- **Exercise text**:
==============================

Why is it undefined behavior, Why is out-of-bounds pointer arithmetic undefined behaviour? provides a good summary of reasons. For example, the resulting pointer may not be a valid address, the pointer could now point outside the assigned memory pages, you could be working with memory mapped hardware instead of RAM etc...

Most likely the segment where static variables are being stored is much larger then the array you are allocating or the segment that you are stomping though just happens to be zeroed out and so you are just lucky in this case but again completely unreliable behavior. Most likely your page size is 4k and access of a[27][27] is within that bound which is probably why you are not seeing a segmentation fault.

What the standard says

The draft C99 standard tell us this is undefined behavior in section 6.5.6 Additive operators which covers pointer arithmetic which is what an array access comes down to. It says:

When an expression that has integer type is added to or subtracted from a pointer, the result has the type of the pointer operand. If the pointer operand points to an element of an array object, and the array is large enough, the result points to an element offset from the original element such that the difference of the subscripts of the resulting and original array elements equals the integer expression.

==============================

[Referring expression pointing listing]
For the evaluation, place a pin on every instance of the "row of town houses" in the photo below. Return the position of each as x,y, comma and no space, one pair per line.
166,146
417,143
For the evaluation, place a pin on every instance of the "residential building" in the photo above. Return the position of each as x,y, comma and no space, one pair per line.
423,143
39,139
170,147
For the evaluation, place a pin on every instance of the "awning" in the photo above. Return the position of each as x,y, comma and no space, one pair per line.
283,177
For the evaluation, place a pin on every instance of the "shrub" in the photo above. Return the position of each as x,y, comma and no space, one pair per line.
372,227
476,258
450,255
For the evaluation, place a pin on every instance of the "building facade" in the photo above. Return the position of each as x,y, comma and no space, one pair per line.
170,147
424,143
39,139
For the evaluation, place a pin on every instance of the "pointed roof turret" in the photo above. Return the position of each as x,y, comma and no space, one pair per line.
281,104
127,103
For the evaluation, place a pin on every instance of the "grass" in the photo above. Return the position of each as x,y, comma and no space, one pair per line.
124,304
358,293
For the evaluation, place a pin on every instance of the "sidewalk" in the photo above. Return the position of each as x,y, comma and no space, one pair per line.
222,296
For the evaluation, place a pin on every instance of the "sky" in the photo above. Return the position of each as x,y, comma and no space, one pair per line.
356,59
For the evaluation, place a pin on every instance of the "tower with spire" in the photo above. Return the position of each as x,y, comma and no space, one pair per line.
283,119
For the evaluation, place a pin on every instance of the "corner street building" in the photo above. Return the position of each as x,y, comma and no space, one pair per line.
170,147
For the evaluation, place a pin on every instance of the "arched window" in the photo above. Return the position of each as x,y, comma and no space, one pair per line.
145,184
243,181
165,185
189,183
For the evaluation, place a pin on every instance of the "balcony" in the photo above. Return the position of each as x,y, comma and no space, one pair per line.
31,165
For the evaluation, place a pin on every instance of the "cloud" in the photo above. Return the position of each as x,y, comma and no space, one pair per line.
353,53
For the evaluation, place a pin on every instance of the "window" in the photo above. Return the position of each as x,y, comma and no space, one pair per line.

==============================

- **Check your understanding**:
(a) Reproduce the part of the passage on out-of-bounds pointer arithmetic that opens with the words containing "When an expression" and closes with "the integer expression.".
(b) Using the passage on out-of-bounds pointer arithmetic, decide whether each statement agrees with it, answering yes or no and quoting the deciding words: (i) The passage places the relevant rule in section 6.5.6 of the draft C99 standard. (ii) The passage states that the page size is probably 8k. (iii) According to the quoted standard, adding an integer to a pointer gives a result with the type of the integer operand.
(c) According to the passage on out-of-bounds pointer arithmetic, what does an array access come down to?

- **Outputs for the tasks**:
(a)
When an expression that has integer type is added to or subtracted from a pointer, the result has the type of the pointer operand. If the pointer operand points to an element of an array object, and the array is large enough, the result points to an element offset from the original element such that the difference of the subscripts of the resulting and original array elements equals the integer expression.

(b)
(i) Yes: "in section 6.5.6 Additive operators"
(ii) No: "Most likely your page size is 4k"
(iii) No: "the result has the type of the pointer operand"

(c) Pointer arithmetic.